▶ **Voci estratte**
▽
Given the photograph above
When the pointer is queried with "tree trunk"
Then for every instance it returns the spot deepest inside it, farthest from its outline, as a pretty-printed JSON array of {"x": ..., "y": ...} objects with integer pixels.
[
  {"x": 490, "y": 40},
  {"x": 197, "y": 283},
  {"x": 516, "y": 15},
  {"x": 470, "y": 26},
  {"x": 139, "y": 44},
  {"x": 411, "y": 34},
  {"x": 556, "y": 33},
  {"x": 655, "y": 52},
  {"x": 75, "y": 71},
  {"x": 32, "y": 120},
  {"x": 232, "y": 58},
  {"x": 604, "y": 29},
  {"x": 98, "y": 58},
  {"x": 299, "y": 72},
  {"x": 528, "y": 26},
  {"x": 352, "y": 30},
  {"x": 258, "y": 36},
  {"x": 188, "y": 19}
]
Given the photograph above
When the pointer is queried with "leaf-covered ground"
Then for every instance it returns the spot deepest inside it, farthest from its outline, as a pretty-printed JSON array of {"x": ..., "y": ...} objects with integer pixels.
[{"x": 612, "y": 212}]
△
▶ **Requisiti del compito**
Estrai tutto il materiale riportato qui sopra e ricopialo riga per riga, senza alcuna modifica.

▶ **Risposta all'esercizio**
Given the photograph above
When the pointer is queried with "tree trunk"
Then for every instance it returns the spot deepest inside it, farthest from its outline, as a pretty-printed JSON array of {"x": ..., "y": ...} objects with integer pixels.
[
  {"x": 490, "y": 40},
  {"x": 197, "y": 283},
  {"x": 516, "y": 15},
  {"x": 470, "y": 26},
  {"x": 139, "y": 44},
  {"x": 411, "y": 34},
  {"x": 556, "y": 33},
  {"x": 655, "y": 52},
  {"x": 75, "y": 71},
  {"x": 32, "y": 120},
  {"x": 232, "y": 58},
  {"x": 604, "y": 29},
  {"x": 98, "y": 58},
  {"x": 299, "y": 72},
  {"x": 528, "y": 26},
  {"x": 352, "y": 30},
  {"x": 258, "y": 36},
  {"x": 188, "y": 19}
]
Given the photograph above
When the pointer is queried with "leaf-covered ground"
Then for every instance it returns the spot deepest inside it, farthest from its outline, as a pretty-printed JSON array of {"x": ..., "y": ...} objects with integer pixels.
[{"x": 612, "y": 212}]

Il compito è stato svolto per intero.